### REQUIREMENTS:
Take the lines from the start of the rows through the line containing "pixel 20 306", both included. Give back only those lines, with "chrome" swapped for "silver" and everything else unchanged.

◇ ◇ ◇ ◇ ◇

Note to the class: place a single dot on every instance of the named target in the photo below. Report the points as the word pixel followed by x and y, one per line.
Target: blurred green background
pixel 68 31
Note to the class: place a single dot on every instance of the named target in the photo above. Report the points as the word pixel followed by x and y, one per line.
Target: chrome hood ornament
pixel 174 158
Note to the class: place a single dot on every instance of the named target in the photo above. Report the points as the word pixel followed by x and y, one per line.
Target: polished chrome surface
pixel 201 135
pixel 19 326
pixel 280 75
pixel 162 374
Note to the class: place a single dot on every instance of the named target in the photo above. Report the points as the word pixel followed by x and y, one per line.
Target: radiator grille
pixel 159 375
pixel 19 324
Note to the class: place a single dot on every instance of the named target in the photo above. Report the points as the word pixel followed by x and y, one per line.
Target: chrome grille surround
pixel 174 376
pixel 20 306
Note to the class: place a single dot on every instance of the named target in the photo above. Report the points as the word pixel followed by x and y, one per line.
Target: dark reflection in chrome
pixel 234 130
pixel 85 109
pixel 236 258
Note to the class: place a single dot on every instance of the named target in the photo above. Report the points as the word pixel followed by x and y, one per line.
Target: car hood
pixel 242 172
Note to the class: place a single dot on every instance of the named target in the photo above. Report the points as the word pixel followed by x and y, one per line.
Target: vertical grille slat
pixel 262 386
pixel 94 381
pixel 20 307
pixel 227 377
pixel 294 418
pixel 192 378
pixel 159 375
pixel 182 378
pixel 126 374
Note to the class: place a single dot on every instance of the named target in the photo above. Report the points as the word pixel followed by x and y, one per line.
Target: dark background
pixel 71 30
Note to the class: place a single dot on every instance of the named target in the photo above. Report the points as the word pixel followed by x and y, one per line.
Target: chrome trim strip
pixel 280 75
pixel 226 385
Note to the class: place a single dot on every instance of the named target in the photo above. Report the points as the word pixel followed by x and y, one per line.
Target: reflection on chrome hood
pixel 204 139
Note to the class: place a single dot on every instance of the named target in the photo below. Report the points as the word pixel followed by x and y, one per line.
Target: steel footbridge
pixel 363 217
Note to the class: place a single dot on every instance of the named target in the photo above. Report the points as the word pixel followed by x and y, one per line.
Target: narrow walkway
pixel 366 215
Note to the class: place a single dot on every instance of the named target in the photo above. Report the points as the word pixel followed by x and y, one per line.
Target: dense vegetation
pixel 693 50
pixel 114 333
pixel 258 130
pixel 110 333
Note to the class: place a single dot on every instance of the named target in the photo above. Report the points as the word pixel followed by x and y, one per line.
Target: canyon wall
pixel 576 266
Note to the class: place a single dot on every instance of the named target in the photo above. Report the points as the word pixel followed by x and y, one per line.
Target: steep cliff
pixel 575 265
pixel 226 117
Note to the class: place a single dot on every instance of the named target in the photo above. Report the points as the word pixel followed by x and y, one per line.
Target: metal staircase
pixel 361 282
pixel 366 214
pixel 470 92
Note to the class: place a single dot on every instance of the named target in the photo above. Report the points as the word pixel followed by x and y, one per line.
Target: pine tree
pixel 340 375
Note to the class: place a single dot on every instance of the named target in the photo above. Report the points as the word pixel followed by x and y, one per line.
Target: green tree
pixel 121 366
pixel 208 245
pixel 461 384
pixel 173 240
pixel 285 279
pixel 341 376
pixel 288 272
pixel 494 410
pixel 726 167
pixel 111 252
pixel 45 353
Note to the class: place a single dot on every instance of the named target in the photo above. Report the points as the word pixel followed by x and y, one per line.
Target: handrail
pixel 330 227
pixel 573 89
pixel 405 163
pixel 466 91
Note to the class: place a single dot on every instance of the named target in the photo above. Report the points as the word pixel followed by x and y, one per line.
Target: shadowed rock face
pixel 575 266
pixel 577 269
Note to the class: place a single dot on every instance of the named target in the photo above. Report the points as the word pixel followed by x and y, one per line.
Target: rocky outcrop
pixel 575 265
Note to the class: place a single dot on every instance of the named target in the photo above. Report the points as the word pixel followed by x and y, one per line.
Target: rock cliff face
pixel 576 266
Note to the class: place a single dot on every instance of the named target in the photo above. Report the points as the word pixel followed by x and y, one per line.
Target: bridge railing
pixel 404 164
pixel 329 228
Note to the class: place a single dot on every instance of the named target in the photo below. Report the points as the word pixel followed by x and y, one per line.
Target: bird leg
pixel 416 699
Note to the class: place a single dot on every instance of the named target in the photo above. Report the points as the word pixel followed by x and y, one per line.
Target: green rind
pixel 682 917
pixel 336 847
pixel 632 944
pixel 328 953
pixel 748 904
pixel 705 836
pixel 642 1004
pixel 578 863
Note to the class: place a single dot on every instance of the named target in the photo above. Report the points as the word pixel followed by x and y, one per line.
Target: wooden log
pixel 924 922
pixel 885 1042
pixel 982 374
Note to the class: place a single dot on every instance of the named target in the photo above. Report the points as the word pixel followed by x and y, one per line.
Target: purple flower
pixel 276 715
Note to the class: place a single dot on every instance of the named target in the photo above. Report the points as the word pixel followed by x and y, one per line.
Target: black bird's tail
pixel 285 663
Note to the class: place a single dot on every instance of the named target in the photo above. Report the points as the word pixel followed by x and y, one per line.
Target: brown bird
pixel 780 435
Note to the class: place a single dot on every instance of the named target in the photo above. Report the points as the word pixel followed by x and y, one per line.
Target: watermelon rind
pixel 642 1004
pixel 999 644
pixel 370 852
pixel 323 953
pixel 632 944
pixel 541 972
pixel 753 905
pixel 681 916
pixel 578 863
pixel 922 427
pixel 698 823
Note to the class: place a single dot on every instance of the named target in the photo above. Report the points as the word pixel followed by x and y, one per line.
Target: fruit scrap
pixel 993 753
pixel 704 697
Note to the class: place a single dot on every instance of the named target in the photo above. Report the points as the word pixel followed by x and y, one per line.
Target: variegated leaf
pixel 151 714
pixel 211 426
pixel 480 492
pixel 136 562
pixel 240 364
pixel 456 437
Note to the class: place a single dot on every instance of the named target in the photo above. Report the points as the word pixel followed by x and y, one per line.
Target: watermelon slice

◇ ◇ ◇ ◇ ◇

### WRITTEN SOLUTION:
Note to the class: place a single dot on every instance of the named target in the photo below. Report the points as the word pixel followed by x and y, one per line.
Target: blurred green background
pixel 68 31
Note to the class: place a single dot on every instance of the named target in the photo above. Report the points as the word pixel followed by x and y, one per line.
Target: silver hood ornament
pixel 174 158
Note to the class: place a single dot on every instance of the named target in the photo above. Report the points as the word pixel followed by x and y, one per line.
Target: polished silver surface
pixel 201 135
pixel 19 326
pixel 280 75
pixel 162 374
Note to the class: place a single dot on every instance of the named target in the photo above. Report the points as the word pixel followed by x and y, one per line.
Target: radiator grille
pixel 159 375
pixel 19 324
Note to the class: place a single dot on every instance of the named target in the photo above. Report the points as the word pixel followed by x and y, one per line.
Target: silver grille surround
pixel 174 376
pixel 20 306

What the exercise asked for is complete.